┌─ Dataset extract
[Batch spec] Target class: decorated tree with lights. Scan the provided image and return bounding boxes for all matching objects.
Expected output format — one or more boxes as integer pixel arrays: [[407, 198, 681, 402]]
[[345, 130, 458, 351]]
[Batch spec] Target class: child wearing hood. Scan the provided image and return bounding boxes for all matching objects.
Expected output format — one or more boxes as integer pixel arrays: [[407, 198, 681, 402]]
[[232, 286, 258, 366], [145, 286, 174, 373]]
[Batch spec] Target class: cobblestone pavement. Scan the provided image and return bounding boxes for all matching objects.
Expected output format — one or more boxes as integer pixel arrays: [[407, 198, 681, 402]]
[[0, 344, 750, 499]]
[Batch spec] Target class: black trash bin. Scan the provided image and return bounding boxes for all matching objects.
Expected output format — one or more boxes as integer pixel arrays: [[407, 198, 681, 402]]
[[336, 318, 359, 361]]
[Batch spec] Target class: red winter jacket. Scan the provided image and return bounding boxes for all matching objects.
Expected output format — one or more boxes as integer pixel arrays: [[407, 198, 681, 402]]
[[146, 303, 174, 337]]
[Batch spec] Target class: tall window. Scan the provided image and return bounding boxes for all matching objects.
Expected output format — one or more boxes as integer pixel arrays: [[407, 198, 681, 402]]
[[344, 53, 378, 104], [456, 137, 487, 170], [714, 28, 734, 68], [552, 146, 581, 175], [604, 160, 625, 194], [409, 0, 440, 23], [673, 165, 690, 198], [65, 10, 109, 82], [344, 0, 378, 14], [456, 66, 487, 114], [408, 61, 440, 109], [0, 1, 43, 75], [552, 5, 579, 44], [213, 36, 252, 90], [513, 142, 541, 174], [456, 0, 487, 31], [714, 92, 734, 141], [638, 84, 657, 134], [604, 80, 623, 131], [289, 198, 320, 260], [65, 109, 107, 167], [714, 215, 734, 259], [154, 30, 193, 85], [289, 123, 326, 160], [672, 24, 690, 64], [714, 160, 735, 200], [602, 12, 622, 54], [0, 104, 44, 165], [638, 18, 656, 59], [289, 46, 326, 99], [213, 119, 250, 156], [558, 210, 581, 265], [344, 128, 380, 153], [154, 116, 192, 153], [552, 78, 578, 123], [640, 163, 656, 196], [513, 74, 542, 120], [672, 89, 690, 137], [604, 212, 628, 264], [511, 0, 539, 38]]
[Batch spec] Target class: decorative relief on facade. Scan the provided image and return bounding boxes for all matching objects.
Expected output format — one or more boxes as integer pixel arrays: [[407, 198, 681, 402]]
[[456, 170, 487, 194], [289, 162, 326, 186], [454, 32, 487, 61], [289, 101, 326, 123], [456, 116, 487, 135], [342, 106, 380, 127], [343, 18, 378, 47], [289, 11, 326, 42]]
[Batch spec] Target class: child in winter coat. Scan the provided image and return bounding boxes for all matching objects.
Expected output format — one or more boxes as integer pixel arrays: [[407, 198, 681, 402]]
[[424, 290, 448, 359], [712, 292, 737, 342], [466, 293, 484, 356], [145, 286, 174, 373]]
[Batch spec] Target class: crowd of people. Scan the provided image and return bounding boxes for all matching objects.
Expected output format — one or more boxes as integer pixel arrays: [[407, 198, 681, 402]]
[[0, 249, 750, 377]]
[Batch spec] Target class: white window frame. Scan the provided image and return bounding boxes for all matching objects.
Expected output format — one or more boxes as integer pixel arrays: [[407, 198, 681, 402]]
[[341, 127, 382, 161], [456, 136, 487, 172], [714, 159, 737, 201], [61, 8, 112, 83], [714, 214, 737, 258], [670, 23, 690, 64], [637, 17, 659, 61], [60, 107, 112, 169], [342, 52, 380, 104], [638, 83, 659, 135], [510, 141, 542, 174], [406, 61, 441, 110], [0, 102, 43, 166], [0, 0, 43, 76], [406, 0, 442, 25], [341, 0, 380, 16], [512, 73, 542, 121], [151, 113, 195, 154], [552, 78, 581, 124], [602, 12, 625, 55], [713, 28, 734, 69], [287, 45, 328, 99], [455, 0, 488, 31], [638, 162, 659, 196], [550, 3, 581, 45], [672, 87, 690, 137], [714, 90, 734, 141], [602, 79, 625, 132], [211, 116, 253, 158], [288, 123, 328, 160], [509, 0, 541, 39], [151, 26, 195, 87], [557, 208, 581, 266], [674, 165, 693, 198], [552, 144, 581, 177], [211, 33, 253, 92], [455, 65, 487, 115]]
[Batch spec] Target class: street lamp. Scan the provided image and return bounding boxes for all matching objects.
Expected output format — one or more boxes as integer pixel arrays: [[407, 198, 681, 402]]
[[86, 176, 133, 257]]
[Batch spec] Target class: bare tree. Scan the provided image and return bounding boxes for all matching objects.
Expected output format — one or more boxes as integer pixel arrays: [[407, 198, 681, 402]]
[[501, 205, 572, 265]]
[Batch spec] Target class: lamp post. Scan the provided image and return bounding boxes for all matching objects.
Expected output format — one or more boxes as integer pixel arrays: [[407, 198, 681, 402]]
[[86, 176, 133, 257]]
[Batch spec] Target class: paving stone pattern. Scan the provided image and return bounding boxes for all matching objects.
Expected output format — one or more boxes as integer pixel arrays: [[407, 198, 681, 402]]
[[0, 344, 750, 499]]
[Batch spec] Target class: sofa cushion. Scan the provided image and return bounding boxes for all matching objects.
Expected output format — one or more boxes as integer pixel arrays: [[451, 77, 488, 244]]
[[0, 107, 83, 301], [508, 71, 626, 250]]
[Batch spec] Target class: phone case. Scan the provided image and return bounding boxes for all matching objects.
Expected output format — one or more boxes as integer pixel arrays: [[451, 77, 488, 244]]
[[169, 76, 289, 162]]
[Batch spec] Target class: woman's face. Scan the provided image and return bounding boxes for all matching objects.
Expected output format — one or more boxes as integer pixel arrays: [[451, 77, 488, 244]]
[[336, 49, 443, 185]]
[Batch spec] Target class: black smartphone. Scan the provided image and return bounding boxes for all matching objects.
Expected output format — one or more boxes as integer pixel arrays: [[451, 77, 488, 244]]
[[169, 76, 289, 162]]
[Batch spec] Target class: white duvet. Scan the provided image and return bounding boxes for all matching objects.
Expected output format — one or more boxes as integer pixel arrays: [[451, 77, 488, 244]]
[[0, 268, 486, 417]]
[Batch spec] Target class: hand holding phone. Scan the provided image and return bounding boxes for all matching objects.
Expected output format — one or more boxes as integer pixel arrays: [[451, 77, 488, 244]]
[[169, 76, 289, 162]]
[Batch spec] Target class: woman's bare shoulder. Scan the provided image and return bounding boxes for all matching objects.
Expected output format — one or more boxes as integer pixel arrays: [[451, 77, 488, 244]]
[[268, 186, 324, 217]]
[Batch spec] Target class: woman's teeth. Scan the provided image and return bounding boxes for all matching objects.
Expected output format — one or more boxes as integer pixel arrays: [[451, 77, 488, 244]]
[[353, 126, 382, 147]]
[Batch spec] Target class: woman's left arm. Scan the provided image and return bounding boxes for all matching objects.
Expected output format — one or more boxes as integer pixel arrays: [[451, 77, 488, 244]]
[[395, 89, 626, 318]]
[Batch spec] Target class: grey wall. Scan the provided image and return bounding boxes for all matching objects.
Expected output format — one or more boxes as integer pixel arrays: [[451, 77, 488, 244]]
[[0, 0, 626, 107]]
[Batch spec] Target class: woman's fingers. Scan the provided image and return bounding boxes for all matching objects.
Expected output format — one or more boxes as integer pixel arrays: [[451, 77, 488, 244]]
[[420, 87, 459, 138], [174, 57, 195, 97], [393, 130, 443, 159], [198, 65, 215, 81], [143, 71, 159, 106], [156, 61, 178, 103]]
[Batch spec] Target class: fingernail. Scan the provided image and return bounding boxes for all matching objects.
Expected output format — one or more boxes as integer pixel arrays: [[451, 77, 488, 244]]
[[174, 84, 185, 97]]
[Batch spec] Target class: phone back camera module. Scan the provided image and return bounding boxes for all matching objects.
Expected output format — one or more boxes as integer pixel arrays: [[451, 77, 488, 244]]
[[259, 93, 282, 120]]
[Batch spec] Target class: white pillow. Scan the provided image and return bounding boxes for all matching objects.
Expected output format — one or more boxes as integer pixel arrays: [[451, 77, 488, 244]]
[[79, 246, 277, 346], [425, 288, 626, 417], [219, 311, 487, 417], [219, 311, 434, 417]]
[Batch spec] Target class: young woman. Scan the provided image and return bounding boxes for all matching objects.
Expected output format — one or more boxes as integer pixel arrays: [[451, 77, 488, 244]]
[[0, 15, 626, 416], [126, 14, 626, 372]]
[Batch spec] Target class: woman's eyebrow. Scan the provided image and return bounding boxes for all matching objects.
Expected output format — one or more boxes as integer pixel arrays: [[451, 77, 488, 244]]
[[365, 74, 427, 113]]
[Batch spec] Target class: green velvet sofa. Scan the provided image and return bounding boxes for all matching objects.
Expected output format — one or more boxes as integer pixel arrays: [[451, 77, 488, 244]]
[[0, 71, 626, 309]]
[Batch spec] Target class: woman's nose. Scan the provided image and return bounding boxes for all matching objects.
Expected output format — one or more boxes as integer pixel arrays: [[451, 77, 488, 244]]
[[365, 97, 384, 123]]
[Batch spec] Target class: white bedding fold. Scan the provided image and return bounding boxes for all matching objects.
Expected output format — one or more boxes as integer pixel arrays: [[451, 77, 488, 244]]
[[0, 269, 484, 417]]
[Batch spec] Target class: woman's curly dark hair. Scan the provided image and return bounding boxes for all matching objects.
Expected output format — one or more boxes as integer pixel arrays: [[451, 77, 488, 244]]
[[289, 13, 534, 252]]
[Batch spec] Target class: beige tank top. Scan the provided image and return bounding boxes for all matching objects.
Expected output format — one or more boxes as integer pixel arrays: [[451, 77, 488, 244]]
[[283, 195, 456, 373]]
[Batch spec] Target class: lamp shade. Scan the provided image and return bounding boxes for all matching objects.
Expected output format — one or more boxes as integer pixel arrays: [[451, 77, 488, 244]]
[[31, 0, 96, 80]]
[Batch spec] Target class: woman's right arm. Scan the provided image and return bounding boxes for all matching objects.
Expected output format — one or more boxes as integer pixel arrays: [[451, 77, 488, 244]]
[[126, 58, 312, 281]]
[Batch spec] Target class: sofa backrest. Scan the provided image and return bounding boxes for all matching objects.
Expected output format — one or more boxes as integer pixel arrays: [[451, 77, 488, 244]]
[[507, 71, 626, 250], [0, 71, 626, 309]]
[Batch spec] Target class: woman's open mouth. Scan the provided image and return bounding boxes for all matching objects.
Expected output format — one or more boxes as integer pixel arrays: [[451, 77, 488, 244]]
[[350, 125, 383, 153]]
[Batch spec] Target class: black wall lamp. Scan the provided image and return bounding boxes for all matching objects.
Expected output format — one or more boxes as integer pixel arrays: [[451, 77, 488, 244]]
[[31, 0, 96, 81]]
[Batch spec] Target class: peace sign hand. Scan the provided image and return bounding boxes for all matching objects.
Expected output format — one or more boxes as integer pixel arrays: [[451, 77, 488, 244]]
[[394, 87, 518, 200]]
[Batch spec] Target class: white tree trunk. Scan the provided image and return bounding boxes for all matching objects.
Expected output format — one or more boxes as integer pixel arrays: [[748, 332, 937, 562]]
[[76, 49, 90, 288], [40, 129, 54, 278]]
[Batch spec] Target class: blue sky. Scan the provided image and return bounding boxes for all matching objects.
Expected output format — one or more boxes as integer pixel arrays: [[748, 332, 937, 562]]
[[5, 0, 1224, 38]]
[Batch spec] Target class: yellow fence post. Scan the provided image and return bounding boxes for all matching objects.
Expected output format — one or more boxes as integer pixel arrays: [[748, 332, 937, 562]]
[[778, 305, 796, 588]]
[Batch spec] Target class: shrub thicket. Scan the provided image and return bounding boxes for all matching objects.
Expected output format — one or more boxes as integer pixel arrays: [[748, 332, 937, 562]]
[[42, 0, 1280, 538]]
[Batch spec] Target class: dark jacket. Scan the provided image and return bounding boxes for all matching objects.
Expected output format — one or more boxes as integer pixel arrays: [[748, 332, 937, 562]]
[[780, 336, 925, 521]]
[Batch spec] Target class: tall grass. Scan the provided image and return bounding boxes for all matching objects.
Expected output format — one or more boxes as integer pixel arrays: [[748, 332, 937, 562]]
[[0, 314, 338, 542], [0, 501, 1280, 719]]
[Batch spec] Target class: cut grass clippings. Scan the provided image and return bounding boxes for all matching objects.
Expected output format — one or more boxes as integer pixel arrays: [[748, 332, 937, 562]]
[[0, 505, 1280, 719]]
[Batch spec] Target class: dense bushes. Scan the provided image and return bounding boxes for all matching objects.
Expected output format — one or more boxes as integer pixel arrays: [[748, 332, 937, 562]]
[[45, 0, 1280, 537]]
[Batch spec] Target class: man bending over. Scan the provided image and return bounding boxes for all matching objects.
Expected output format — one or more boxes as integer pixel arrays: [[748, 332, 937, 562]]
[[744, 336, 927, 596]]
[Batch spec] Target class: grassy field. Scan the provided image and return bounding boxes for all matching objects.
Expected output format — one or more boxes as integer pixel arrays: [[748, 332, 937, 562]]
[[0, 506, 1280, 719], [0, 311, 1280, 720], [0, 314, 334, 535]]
└─
What you need to do
Gather every line of the records that contains the word "window". Case counts.

Response below
[Batch spec] Target class: tall window. Scan the provided image and return bounding boxes for all matching objects.
[Batch spec] Target class: white window frame. Scan the provided image and return bounding boxes for all matching objects.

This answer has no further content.